======== Listed entries
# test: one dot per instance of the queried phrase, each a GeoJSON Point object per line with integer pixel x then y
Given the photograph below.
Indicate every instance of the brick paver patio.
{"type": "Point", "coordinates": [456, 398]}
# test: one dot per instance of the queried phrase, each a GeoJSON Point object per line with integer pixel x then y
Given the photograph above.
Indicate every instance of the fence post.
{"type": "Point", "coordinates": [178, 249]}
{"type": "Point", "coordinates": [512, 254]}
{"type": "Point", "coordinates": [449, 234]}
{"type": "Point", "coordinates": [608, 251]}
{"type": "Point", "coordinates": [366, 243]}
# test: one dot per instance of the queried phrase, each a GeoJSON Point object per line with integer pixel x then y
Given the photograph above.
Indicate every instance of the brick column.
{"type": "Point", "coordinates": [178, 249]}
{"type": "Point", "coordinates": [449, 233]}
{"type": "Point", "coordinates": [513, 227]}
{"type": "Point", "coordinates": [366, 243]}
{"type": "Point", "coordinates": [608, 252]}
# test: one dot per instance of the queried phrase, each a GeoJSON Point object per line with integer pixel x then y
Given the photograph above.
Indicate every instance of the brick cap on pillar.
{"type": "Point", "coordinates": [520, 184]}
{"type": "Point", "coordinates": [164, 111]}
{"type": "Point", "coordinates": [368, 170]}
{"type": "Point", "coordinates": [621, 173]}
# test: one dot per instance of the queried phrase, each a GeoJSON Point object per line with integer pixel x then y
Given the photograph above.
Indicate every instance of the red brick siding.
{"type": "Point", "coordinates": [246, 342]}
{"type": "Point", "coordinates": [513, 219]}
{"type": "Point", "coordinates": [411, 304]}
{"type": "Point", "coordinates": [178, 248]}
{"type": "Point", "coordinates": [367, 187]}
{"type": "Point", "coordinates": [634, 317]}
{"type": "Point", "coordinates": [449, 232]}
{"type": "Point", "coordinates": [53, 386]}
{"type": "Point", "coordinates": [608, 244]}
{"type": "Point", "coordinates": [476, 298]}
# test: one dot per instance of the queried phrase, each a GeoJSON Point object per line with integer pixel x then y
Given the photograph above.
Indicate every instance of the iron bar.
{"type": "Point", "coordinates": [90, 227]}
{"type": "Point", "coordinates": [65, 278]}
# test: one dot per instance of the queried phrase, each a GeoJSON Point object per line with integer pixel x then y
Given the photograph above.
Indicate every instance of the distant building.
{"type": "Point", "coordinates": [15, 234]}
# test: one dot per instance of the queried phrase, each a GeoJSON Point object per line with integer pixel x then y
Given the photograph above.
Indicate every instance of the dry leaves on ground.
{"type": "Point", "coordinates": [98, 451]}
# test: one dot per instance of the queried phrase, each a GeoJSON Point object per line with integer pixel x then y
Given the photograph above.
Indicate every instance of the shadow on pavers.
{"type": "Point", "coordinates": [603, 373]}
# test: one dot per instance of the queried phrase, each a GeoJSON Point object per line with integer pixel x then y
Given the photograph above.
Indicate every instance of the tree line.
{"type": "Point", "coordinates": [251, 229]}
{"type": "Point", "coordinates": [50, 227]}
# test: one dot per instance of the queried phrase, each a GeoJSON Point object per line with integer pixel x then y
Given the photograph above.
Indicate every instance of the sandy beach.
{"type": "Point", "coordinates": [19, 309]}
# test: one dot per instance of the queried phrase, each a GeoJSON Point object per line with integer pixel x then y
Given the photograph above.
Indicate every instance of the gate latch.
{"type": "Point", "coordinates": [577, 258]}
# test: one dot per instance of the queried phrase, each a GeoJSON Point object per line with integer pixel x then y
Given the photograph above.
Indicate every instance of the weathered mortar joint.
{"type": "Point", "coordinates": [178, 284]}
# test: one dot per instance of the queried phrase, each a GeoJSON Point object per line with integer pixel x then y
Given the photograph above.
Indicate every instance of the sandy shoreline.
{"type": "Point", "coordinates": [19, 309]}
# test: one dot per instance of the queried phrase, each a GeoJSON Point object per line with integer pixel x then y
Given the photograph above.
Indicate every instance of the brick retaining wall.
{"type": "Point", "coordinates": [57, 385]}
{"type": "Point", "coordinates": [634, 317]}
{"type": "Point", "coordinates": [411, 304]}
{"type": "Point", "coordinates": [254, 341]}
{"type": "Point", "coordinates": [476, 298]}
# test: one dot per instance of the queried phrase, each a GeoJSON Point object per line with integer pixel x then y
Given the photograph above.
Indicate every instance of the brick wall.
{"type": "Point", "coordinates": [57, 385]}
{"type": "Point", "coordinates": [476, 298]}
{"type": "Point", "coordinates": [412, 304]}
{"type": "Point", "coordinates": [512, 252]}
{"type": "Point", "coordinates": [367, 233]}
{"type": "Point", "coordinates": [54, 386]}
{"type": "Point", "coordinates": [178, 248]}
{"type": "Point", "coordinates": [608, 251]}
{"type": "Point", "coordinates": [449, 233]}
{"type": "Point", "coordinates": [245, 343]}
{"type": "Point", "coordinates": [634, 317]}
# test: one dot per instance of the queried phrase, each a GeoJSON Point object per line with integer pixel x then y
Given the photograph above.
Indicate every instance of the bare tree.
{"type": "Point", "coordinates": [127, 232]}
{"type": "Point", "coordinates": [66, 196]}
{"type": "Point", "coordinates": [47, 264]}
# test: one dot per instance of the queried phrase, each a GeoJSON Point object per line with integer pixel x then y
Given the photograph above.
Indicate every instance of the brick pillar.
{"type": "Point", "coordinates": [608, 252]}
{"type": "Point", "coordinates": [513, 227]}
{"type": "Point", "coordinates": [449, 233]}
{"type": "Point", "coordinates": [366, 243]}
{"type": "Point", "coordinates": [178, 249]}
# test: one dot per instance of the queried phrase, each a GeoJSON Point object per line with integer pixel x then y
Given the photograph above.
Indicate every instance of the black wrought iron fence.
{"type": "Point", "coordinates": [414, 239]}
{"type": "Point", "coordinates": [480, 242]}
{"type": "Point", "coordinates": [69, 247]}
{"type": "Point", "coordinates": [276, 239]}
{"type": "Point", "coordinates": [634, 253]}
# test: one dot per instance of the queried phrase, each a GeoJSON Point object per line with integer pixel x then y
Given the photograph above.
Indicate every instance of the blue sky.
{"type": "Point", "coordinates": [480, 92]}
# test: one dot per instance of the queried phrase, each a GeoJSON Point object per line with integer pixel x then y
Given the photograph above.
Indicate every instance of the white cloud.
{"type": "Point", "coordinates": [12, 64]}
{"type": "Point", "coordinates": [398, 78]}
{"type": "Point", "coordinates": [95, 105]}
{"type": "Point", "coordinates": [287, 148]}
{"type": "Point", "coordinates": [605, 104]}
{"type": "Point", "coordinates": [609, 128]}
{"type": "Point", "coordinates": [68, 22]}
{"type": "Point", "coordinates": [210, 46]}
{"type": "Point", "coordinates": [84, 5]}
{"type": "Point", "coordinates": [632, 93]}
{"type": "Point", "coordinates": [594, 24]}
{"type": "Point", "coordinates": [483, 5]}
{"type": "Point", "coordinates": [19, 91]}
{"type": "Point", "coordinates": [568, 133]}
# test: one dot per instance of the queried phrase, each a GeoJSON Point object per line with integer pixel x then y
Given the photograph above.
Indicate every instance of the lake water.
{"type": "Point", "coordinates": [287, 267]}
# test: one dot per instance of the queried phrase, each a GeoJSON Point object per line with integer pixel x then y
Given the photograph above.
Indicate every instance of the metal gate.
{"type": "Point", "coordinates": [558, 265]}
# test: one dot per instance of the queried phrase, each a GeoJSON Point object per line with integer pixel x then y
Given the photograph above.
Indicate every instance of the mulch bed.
================
How to complete this task:
Repeat the whole of the data above exactly, keeping every word.

Reply to the task:
# test: one dot per instance of the queried phrase, each a GeoJSON Point object per line with integer pixel x then y
Given the photograph below.
Indicate every instance of the brick paver patio.
{"type": "Point", "coordinates": [456, 398]}
# test: one dot per instance of the queried phrase, each a GeoJSON Point object per line with integer pixel x then y
Given the photograph above.
Indicate every instance of the fence post.
{"type": "Point", "coordinates": [178, 249]}
{"type": "Point", "coordinates": [512, 254]}
{"type": "Point", "coordinates": [449, 234]}
{"type": "Point", "coordinates": [608, 251]}
{"type": "Point", "coordinates": [366, 243]}
# test: one dot per instance of the queried phrase, each a GeoJSON Point object per line with integer pixel x then y
Given the photograph above.
Indicate every instance of the brick column.
{"type": "Point", "coordinates": [178, 249]}
{"type": "Point", "coordinates": [449, 233]}
{"type": "Point", "coordinates": [513, 227]}
{"type": "Point", "coordinates": [366, 243]}
{"type": "Point", "coordinates": [608, 252]}
# test: one dot per instance of the queried phrase, each a GeoJSON Point object per line with integer pixel x then y
Given the photograph above.
Indicate every instance of the brick cap on pillar.
{"type": "Point", "coordinates": [520, 184]}
{"type": "Point", "coordinates": [164, 111]}
{"type": "Point", "coordinates": [368, 170]}
{"type": "Point", "coordinates": [621, 173]}
# test: one dot per instance of the queried phrase, each a GeoJSON Point object per line with integer pixel x then y
Given the photograph above.
Indicate every instance of the red brick siding.
{"type": "Point", "coordinates": [246, 342]}
{"type": "Point", "coordinates": [513, 219]}
{"type": "Point", "coordinates": [411, 304]}
{"type": "Point", "coordinates": [178, 248]}
{"type": "Point", "coordinates": [367, 187]}
{"type": "Point", "coordinates": [634, 317]}
{"type": "Point", "coordinates": [449, 232]}
{"type": "Point", "coordinates": [53, 386]}
{"type": "Point", "coordinates": [608, 244]}
{"type": "Point", "coordinates": [476, 298]}
# test: one dot per instance of the queried phrase, each a GeoJSON Point object per line with integer pixel x then y
Given the photograph above.
Indicate every instance of the iron bar.
{"type": "Point", "coordinates": [90, 227]}
{"type": "Point", "coordinates": [65, 278]}
# test: one dot per instance of the queried phrase, each a GeoJSON Point object per line with integer pixel x then y
Given the photograph above.
Indicate every instance of the distant building.
{"type": "Point", "coordinates": [15, 234]}
# test: one dot per instance of the queried phrase, each a GeoJSON Point object per line with integer pixel x then y
Given the photograph above.
Indicate every instance of the dry leaves on ground.
{"type": "Point", "coordinates": [98, 451]}
# test: one dot per instance of the queried phrase, each a GeoJSON Point object per line with integer pixel x then y
Given the photograph above.
Indicate every instance of the shadow on pavers.
{"type": "Point", "coordinates": [603, 373]}
# test: one dot per instance of the queried phrase, each a GeoJSON Point object per line with integer pixel x then y
Given the photograph above.
Indicate every instance of the tree line.
{"type": "Point", "coordinates": [251, 229]}
{"type": "Point", "coordinates": [50, 227]}
# test: one dot per instance of the queried phrase, each a GeoJSON Point object per line with integer pixel x then y
Given the photograph above.
Indicate every instance of the sandy beach.
{"type": "Point", "coordinates": [19, 309]}
# test: one dot per instance of the queried phrase, each a GeoJSON Point object per line with integer pixel x then y
Given the photograph above.
Indicate every instance of the gate latch.
{"type": "Point", "coordinates": [577, 258]}
# test: one dot per instance of the queried phrase, each a GeoJSON Point object per line with integer pixel x then y
Given the photograph above.
Indicate every instance of the weathered mortar joint.
{"type": "Point", "coordinates": [178, 284]}
# test: one dot per instance of the queried phrase, each a GeoJSON Point object per line with integer pixel x then y
Given the photograph above.
Indicate every instance of the sandy shoreline.
{"type": "Point", "coordinates": [19, 309]}
# test: one dot per instance of the queried phrase, each a GeoJSON Point object per line with integer pixel x then y
Given the photograph above.
Indicate every instance of the brick retaining wall.
{"type": "Point", "coordinates": [57, 385]}
{"type": "Point", "coordinates": [634, 317]}
{"type": "Point", "coordinates": [411, 304]}
{"type": "Point", "coordinates": [254, 341]}
{"type": "Point", "coordinates": [476, 298]}
# test: one dot per instance of the queried phrase, each a GeoJSON Point object per line with integer pixel x then y
Given the photograph above.
Indicate every instance of the brick wall.
{"type": "Point", "coordinates": [57, 385]}
{"type": "Point", "coordinates": [476, 298]}
{"type": "Point", "coordinates": [412, 304]}
{"type": "Point", "coordinates": [512, 252]}
{"type": "Point", "coordinates": [367, 233]}
{"type": "Point", "coordinates": [54, 386]}
{"type": "Point", "coordinates": [178, 248]}
{"type": "Point", "coordinates": [608, 251]}
{"type": "Point", "coordinates": [449, 233]}
{"type": "Point", "coordinates": [245, 343]}
{"type": "Point", "coordinates": [634, 317]}
# test: one dot per instance of the queried phrase, each a GeoJSON Point object per line with integer pixel x then y
Given the photograph above.
Indicate every instance of the bare tree.
{"type": "Point", "coordinates": [127, 232]}
{"type": "Point", "coordinates": [66, 196]}
{"type": "Point", "coordinates": [47, 264]}
# test: one dot per instance of the queried phrase, each a GeoJSON Point object per line with integer pixel x then y
Given the photograph above.
Indicate every instance of the brick pillar.
{"type": "Point", "coordinates": [608, 252]}
{"type": "Point", "coordinates": [513, 227]}
{"type": "Point", "coordinates": [449, 233]}
{"type": "Point", "coordinates": [366, 243]}
{"type": "Point", "coordinates": [178, 249]}
# test: one dot per instance of the queried phrase, each a GeoJSON Point object per line with integer pixel x then y
Given the photograph above.
Indicate every instance of the black wrought iron fence.
{"type": "Point", "coordinates": [414, 239]}
{"type": "Point", "coordinates": [480, 242]}
{"type": "Point", "coordinates": [69, 247]}
{"type": "Point", "coordinates": [276, 239]}
{"type": "Point", "coordinates": [634, 253]}
# test: one dot per instance of the queried phrase, each a GeoJSON Point object per line with integer pixel x then y
Given the photograph above.
Indicate every instance of the blue sky.
{"type": "Point", "coordinates": [480, 92]}
# test: one dot per instance of the queried phrase, each a GeoJSON Point object per line with integer pixel x then y
Given the photograph above.
Indicate every instance of the white cloud.
{"type": "Point", "coordinates": [12, 64]}
{"type": "Point", "coordinates": [398, 78]}
{"type": "Point", "coordinates": [95, 105]}
{"type": "Point", "coordinates": [287, 148]}
{"type": "Point", "coordinates": [605, 104]}
{"type": "Point", "coordinates": [609, 128]}
{"type": "Point", "coordinates": [68, 22]}
{"type": "Point", "coordinates": [210, 46]}
{"type": "Point", "coordinates": [84, 5]}
{"type": "Point", "coordinates": [632, 93]}
{"type": "Point", "coordinates": [594, 24]}
{"type": "Point", "coordinates": [483, 5]}
{"type": "Point", "coordinates": [19, 91]}
{"type": "Point", "coordinates": [568, 133]}
# test: one dot per instance of the queried phrase, each a GeoJSON Point object per line with integer pixel x then y
Given the photograph above.
Indicate every instance of the lake water.
{"type": "Point", "coordinates": [287, 267]}
# test: one dot per instance of the queried phrase, each a GeoJSON Point object per line with integer pixel x then y
Given the photograph above.
Indicate every instance of the metal gate.
{"type": "Point", "coordinates": [558, 265]}
# test: one dot per instance of the queried phrase, each a GeoJSON Point object per line with integer pixel x then y
Given the photograph above.
Indicate every instance of the mulch bed.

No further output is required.